> **Material for the task**
◆ ◆ ◆ ◆ ◆

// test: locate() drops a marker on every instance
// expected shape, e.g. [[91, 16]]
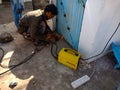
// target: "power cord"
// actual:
[[24, 61]]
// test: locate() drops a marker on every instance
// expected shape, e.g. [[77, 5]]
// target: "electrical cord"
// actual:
[[105, 45], [24, 61], [52, 46]]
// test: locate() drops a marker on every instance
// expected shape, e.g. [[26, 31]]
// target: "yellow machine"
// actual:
[[69, 57]]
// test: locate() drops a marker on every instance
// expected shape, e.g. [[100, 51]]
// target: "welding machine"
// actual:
[[69, 57]]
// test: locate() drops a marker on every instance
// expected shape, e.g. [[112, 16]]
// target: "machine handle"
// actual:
[[71, 51]]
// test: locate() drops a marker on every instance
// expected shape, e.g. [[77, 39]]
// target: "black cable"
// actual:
[[105, 45], [24, 61]]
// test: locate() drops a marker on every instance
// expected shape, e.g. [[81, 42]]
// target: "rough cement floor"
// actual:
[[43, 72]]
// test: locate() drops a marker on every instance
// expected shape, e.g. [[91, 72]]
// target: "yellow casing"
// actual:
[[69, 57]]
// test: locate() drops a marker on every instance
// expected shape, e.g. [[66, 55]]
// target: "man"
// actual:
[[33, 24]]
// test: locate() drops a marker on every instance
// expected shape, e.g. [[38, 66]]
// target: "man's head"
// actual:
[[50, 11]]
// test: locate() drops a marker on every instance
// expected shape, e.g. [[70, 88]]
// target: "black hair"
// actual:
[[51, 8]]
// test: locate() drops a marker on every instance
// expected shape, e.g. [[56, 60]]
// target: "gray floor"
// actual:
[[43, 72]]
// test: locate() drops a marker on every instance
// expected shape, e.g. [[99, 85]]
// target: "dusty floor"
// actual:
[[43, 72]]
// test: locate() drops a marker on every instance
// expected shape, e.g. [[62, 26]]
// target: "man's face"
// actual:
[[49, 15]]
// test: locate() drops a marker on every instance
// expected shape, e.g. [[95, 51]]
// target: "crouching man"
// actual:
[[33, 24]]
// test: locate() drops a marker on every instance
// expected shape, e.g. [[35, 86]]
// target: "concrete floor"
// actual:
[[43, 72]]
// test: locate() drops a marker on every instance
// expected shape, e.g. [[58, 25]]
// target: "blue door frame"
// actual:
[[69, 20]]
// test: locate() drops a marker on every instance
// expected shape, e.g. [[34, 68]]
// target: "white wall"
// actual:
[[100, 20]]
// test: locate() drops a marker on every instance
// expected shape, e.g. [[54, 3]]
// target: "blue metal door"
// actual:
[[69, 20]]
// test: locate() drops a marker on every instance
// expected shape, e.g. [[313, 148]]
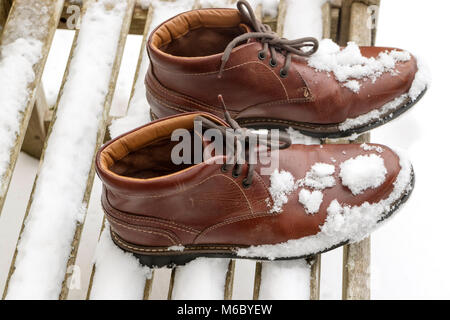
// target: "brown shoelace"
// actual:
[[270, 40], [240, 136]]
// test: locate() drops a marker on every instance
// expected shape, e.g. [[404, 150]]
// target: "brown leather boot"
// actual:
[[315, 199], [272, 82]]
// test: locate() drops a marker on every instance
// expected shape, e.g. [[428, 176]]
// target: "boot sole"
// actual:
[[158, 257]]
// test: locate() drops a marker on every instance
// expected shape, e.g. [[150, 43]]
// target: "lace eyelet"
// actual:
[[245, 184], [261, 55]]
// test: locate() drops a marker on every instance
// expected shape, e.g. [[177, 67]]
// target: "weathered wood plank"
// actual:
[[54, 130], [257, 284], [5, 5], [356, 257], [281, 17], [356, 262], [358, 29], [326, 20], [34, 140], [346, 18], [315, 278], [229, 281], [356, 271], [334, 32], [41, 28]]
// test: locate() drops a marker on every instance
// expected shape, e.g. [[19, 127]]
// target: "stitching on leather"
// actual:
[[150, 220], [169, 223], [233, 220], [284, 122], [231, 68], [145, 231], [311, 98], [184, 190], [182, 97]]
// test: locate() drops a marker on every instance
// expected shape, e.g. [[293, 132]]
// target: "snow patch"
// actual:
[[310, 200], [200, 279], [285, 280], [367, 147], [348, 64], [281, 185], [319, 176], [16, 73], [363, 172]]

◆ ◆ ◆ ◆ ◆

Extract all the data above exactly, excluding every picture.

> **Written response**
// test: locate() drops a marker on every instance
// expected shape, e.g. [[91, 16]]
// target: "power cord"
// actual:
[[24, 61]]
// test: locate() drops a marker on every instance
// expected shape, e.g. [[77, 5]]
// target: "electrical cord"
// actual:
[[105, 45], [24, 61], [52, 46]]
// test: locate() drops a marker on every instance
// expected shape, e.g. [[26, 31]]
// target: "yellow machine"
// actual:
[[69, 57]]
// test: locate() drops a marker on every instance
// expected shape, e.g. [[100, 51]]
// target: "welding machine"
// actual:
[[69, 57]]
// test: locate() drops a marker on every instance
// expected shape, e.g. [[112, 16]]
// target: "machine handle"
// actual:
[[71, 51]]
// test: locate() drops a marker on every instance
// expected shape, e.g. [[77, 39]]
// target: "black cable"
// actual:
[[105, 45], [24, 61]]
// test: locate() drops a marker on every instance
// expected shape, e.g. [[81, 42]]
// target: "rough cement floor"
// actual:
[[43, 72]]
// test: locate() drops a marker on every instance
// expected shape, e.g. [[91, 72]]
// target: "yellow casing"
// actual:
[[69, 57]]
// test: locate() drops a marker on every instance
// expected shape, e.g. [[66, 55]]
// target: "man"
// actual:
[[33, 24]]
// test: locate() drops a marker on every instance
// expected shape, e.g. [[38, 66]]
// target: "man's head"
// actual:
[[50, 11]]
// test: locate() drops a marker on every instance
// expected shape, e.g. [[70, 88]]
// target: "black hair"
// actual:
[[51, 8]]
// test: locate() drops a marker on every instance
// expected shape, e.g. [[56, 60]]
// target: "gray floor"
// actual:
[[43, 72]]
// test: locate() drops a marker on every instance
// expected shape, e.g. [[99, 85]]
// target: "dusty floor"
// actual:
[[43, 72]]
// test: locate() drops a marker on every instance
// expected shape, e.g. [[62, 26]]
// target: "man's face"
// actual:
[[49, 15]]
// test: locate() drops a marker on every instance
// expected shape, e.g. [[95, 51]]
// target: "crouching man"
// actual:
[[33, 24]]
// test: locate() drops a marker on every instance
// expected shape, e.g. [[35, 86]]
// target: "concrete floor"
// actual:
[[43, 72]]
// test: locate() drops a marker on every instance
// expected shape, e.g. [[58, 25]]
// target: "blue door frame"
// actual:
[[69, 20]]
// test: locate() drops a marker on every instance
// expected shape, e.g. [[34, 68]]
// target: "white wall"
// actual:
[[100, 20]]
// test: locate() drops a marker on every instance
// expected shape, e.g. [[54, 3]]
// target: "blue metal door"
// actual:
[[69, 20]]
// test: locate() drops a marker on every instance
// expected shape, e.g. [[313, 148]]
// target: "brown shoelace"
// actual:
[[270, 40], [240, 136]]
// test: locate() drops a marker on every instance
// expected shape, e.g. [[404, 150]]
// target: "brown leather boot"
// actual:
[[315, 199], [272, 82]]
// test: locate() drops a marker on every instance
// expected shape, e.g. [[428, 176]]
// target: "boot sole"
// actual:
[[158, 257]]
// test: locate() drops a marker on every instance
// expected shape, e.g. [[150, 43]]
// target: "lace eyelet"
// actual:
[[245, 184], [261, 55]]
// test: locate() drops a marker on every instance
// expected shape, e.g. [[177, 67]]
// target: "weathered wood plank"
// actual:
[[54, 130], [257, 284], [5, 5], [356, 257], [281, 17], [356, 262], [358, 29], [326, 20], [34, 140], [346, 18], [315, 278], [229, 281], [356, 271], [334, 32], [41, 28]]
// test: locate() drops a marker on every instance
// expected shape, e.g. [[19, 127]]
// target: "stitching on leather"
// actual:
[[150, 220], [169, 223], [233, 220], [284, 122], [231, 68], [145, 231], [311, 98], [184, 190], [182, 97]]
// test: locate() drops a marker on every instance
// expected shape, e.g. [[293, 132]]
// target: "snow patch"
// actual:
[[310, 200], [200, 279], [285, 280], [367, 147], [348, 64], [281, 185], [319, 176], [16, 73], [363, 172]]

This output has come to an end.